When the day arrived to meet her baby via scheduled C-section, the couple’s emotions were running high. There was a possibility that their baby girl would be rushed straight to surgery, and a specialist neonatal team at Mater Hospital was assembled.
“I was proud we’d come this far, and excited to just hold her and meet her,” says Hannah, “but it also can’t take away the anxiety of walking into a C-section with 10 or 15 people surrounding you.”
Mater maternal foetal medicine fellow James Aridas performed the caesarean section using a bigger-than-usual incision to ensure the sac containing the baby’s vital organs wasn’t damaged.
Then – with a cry that brought sweet relief to everyone in the room and none more than her brave mum, baby Elsie Kathleen Cox, came into the world.
“It was such a beautiful moment among it all,” says Hannah, the emotion of the moment still catching in her throat.
“There were people everywhere. It was very hectic, and you could feel the seriousness of the situation, but then that little cry was – it was just a beautiful, beautiful sound.”
Elsie was quickly whisked away to the resuscitation room, where she was placed on a ventilator. For the first few days of her life, the only way Hannah could comfort her baby girl was to hold onto her hand.
“She was covered in wires and sedated,” says Hannah, “it was a hard, hard way to meet her, but at the same time I was just so happy to be able to hold her little hand.”

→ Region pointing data
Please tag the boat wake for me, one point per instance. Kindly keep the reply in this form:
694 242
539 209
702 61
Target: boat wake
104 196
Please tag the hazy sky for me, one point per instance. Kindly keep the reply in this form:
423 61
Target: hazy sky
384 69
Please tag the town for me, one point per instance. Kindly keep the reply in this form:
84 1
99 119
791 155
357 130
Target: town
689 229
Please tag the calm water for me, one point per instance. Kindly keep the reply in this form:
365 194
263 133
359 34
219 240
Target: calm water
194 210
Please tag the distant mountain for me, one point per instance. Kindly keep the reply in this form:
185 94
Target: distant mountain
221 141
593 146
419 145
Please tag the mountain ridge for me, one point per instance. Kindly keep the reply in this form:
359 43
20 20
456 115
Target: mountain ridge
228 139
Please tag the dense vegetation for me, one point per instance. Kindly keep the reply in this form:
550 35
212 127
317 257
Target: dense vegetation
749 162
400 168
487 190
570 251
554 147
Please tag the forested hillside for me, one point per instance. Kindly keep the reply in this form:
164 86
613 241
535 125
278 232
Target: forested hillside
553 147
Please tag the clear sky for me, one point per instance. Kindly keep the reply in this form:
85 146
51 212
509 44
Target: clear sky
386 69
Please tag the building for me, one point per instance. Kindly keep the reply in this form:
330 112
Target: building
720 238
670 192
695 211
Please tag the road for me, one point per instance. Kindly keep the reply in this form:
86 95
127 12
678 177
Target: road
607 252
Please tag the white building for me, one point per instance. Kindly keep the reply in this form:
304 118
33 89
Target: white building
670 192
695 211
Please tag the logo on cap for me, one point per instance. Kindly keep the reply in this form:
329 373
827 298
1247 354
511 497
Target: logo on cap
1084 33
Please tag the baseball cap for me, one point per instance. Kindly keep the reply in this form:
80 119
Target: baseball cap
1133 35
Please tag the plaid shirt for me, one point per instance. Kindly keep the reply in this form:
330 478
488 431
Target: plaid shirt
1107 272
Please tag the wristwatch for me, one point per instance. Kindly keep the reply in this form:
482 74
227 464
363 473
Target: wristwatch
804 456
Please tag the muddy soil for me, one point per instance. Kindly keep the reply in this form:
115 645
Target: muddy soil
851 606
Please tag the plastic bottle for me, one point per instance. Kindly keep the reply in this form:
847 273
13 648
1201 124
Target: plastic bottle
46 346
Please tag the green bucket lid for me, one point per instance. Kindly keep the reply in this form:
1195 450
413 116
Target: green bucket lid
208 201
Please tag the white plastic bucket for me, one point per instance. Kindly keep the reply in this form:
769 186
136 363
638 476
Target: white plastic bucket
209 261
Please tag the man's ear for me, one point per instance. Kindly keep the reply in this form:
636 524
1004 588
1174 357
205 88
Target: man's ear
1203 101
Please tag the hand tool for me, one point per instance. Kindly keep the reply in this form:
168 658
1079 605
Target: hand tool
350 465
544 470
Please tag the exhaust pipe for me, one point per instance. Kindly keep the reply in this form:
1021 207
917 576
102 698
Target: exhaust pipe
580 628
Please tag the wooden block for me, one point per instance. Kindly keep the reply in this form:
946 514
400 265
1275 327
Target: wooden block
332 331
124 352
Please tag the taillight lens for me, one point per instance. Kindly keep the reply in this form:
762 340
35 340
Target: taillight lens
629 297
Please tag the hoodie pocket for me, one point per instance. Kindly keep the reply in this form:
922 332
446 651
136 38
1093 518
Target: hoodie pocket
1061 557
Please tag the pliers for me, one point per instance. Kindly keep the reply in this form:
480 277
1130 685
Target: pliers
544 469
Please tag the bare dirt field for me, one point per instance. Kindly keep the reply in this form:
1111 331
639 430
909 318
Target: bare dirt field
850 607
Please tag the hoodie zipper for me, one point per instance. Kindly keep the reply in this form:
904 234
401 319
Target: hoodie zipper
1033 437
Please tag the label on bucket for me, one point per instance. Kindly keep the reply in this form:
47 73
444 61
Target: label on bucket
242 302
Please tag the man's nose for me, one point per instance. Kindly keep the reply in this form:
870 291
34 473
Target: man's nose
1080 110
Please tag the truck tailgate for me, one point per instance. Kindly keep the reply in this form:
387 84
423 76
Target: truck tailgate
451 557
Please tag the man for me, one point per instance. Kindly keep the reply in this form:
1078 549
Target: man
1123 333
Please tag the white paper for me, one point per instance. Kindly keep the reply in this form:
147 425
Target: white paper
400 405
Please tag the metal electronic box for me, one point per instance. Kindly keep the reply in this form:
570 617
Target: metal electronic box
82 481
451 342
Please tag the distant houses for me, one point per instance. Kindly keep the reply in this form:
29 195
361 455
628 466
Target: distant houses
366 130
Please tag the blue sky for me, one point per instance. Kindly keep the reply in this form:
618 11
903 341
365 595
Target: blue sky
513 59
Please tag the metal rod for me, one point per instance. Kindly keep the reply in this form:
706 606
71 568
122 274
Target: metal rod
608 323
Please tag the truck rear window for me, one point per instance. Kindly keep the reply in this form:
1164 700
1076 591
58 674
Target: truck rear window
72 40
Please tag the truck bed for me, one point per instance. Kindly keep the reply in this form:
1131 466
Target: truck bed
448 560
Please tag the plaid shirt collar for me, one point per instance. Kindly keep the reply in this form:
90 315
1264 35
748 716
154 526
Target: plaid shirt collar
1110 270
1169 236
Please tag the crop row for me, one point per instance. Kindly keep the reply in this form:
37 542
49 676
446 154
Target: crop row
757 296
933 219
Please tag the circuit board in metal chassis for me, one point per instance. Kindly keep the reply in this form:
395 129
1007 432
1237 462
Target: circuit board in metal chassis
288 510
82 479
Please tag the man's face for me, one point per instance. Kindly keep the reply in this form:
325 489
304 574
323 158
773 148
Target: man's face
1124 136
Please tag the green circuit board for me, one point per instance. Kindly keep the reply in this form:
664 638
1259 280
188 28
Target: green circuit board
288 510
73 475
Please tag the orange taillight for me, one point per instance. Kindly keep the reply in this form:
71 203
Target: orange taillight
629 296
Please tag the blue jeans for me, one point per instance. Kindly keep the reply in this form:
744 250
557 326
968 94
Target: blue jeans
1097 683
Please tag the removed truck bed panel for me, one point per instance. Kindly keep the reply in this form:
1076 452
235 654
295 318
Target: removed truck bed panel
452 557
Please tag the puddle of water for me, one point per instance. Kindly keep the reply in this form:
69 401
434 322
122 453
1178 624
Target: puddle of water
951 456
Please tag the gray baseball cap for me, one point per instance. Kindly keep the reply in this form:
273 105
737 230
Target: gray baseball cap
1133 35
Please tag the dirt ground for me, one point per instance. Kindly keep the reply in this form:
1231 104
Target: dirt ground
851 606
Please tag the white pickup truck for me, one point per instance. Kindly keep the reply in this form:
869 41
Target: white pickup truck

→ ACTIVITIES
(a) In the account of Elsie's birth, why did James Aridas make a bigger-than-usual incision during the caesarean section?
(b) Continue the account of Elsie's birth from Hannah's words about holding her daughter's little hand.

→ TASK RESPONSES
(a) He made the larger incision to ensure that the sac containing the baby's vital organs wasn't damaged.

(b)
Elsie had been born with her liver, stomach and intestines growing outside her body, which was creating problems with her lungs as well, in what Mater staff described as the biggest omphalocele they’d seen. The tiny baby’s condition over the first few days of her life was grave, and she was deemed “too sick” for the surgery doctors had been considering. Instead, Elsie’s organs were covered in silver dressing (a common treatment to help burns victims regrow skin) to promote skin growth over the bulge in her abdomen.
It was four days before Hannah was able to hold Elsie, and even then, the process wasn’t a simple one.
“She was still intubated at the time, and it took about four or five nurses to help pick her up because we had to lift that many cords to get her onto me. When they first picked her up her oxygen was dropping, and it was really scary for a minute, but then once we were there, she
stabilised and did really well, just having that skin-to-skin with me. It was just an incredible moment.”
After seven weeks at Mater Mothers’ and then another four in the Children’s Hospital, Hannah and Simon were able to bring their “little miracle” home.
Hannah credits Mater’s internationally recognised maternal foetal medicine centre with not only supporting the family medically, but emotionally as well.
“I always knew we had a good healthcare system and was always so appreciative of it, but seeing it first-hand is something else,” she recalls.
“Just the whole team, how many people were involved in the process and the equipment, facilities and emotional support – it’s just incredible and I definitely will be forever grateful for it.”
Gravity and the Elsie’s natural growth have meant that most of her organs have shifted back into place inside her abdominal cavity, and while the determined toddler (“she’s excellent at bum-shuffling around the room,” laughs Hannah) still uses oxygen until her lungs grow a little more, doctors – and her proud parents – are thrilled with Elsie’s progress.
“Obviously I have nothing to compare it to, because she is my first baby,” says Hannah, “but just – every single milestone, every new thing she does – I’m just so proud. She’s just incredible – every little bit of anxiety, she’s so worth it.”